• _REQUISITI DEL COMPITO_
Dalla riga con "Exercise. Indicate with a point every instance of the snow on" alla riga con "x=188, y=327", sostituisci "berry cluster" con "bunch of berries" e riporta solo queste righe, lasciando invariato tutto il resto.

• _DATI FORNITI_
---------------

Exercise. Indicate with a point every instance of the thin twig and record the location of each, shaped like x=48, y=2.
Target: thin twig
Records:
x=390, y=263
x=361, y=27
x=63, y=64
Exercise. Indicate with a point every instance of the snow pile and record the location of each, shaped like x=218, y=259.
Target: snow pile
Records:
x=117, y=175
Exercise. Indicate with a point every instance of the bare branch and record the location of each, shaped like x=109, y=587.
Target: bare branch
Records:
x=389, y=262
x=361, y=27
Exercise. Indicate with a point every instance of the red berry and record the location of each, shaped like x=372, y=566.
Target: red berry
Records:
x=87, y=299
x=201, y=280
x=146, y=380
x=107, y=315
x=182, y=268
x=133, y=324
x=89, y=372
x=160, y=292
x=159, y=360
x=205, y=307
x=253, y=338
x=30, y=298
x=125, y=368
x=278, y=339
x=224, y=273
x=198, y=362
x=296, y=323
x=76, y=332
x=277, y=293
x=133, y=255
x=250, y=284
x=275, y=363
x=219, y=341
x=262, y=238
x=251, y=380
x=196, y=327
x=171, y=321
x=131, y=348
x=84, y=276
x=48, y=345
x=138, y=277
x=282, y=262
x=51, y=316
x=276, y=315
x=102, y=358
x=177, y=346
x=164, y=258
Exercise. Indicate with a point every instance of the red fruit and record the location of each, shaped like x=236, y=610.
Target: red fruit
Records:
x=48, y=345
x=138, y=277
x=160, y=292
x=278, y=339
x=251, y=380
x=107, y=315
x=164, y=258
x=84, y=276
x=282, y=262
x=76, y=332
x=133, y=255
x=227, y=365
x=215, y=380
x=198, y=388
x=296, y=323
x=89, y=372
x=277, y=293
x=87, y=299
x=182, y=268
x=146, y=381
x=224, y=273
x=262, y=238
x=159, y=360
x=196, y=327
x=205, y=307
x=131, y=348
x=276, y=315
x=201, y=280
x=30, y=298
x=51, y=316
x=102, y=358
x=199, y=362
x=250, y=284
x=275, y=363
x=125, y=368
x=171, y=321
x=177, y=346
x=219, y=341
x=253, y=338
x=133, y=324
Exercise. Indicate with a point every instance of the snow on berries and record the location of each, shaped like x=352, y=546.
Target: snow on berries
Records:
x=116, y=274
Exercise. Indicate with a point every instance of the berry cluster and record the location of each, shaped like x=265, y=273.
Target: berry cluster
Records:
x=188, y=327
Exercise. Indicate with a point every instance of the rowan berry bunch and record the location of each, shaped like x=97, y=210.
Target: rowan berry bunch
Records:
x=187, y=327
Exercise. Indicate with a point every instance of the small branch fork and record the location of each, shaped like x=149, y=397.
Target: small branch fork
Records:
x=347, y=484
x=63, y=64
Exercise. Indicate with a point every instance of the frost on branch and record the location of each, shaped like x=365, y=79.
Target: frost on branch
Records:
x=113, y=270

---------------

• _RISULTATO COMPLETO_
Exercise. Indicate with a point every instance of the snow on berries and record the location of each, shaped like x=352, y=546.
Target: snow on berries
Records:
x=116, y=274
Exercise. Indicate with a point every instance of the bunch of berries and record the location of each, shaped like x=265, y=273.
Target: bunch of berries
Records:
x=188, y=327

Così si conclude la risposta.